***** GIVEN INFORMATION *****
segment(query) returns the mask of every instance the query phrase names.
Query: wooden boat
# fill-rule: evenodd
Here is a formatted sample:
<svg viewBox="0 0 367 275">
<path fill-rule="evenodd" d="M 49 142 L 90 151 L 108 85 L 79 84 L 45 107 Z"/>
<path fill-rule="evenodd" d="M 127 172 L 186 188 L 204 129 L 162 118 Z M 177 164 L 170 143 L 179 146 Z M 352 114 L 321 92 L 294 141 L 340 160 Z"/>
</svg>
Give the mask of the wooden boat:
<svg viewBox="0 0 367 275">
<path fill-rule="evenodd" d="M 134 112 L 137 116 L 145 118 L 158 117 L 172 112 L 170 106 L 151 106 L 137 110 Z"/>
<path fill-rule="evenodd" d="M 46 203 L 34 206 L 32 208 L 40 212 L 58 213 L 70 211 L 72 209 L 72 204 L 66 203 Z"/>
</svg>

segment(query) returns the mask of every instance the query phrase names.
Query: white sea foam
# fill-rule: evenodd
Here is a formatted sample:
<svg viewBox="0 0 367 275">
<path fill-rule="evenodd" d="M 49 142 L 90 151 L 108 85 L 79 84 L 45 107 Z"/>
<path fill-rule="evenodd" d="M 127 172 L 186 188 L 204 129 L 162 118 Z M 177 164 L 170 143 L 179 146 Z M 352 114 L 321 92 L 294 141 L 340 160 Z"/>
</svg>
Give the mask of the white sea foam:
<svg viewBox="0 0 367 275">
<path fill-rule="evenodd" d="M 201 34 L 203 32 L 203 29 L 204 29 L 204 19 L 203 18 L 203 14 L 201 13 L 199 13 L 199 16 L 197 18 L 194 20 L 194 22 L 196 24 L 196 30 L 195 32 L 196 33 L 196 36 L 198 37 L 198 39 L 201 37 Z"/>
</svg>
*****
= WHAT YOU HAVE TO DO =
Please write out every one of the records above again, line for line, with nothing changed.

= ANSWER TO THIS TASK =
segment(query) returns the mask of every instance the query phrase names.
Query: wooden boat
# fill-rule: evenodd
Here is a formatted sample:
<svg viewBox="0 0 367 275">
<path fill-rule="evenodd" d="M 49 142 L 90 151 L 108 85 L 79 84 L 45 107 Z"/>
<path fill-rule="evenodd" d="M 127 172 L 186 188 L 204 129 L 162 118 Z M 177 164 L 170 143 L 179 146 Z M 352 114 L 321 92 L 294 141 L 340 160 Z"/>
</svg>
Give the mask of the wooden boat:
<svg viewBox="0 0 367 275">
<path fill-rule="evenodd" d="M 134 112 L 137 116 L 145 118 L 158 117 L 172 112 L 170 106 L 151 106 L 137 110 Z"/>
<path fill-rule="evenodd" d="M 46 203 L 34 206 L 32 208 L 40 212 L 58 213 L 70 211 L 72 209 L 72 204 L 66 203 Z"/>
</svg>

segment(query) returns the mask of every instance the query phrase names.
Query: white sea foam
# fill-rule: evenodd
Here is a formatted sample:
<svg viewBox="0 0 367 275">
<path fill-rule="evenodd" d="M 49 142 L 90 151 L 108 85 L 79 84 L 45 107 Z"/>
<path fill-rule="evenodd" d="M 127 172 L 186 188 L 204 129 L 162 118 Z M 177 164 L 170 143 L 179 146 Z M 352 114 L 321 92 L 294 141 L 340 160 Z"/>
</svg>
Give the mask of the white sea foam:
<svg viewBox="0 0 367 275">
<path fill-rule="evenodd" d="M 201 34 L 203 32 L 203 29 L 204 29 L 204 19 L 203 18 L 203 14 L 201 13 L 199 13 L 199 16 L 197 18 L 194 20 L 194 22 L 196 24 L 196 30 L 195 32 L 196 33 L 196 36 L 198 37 L 198 39 L 201 37 Z"/>
</svg>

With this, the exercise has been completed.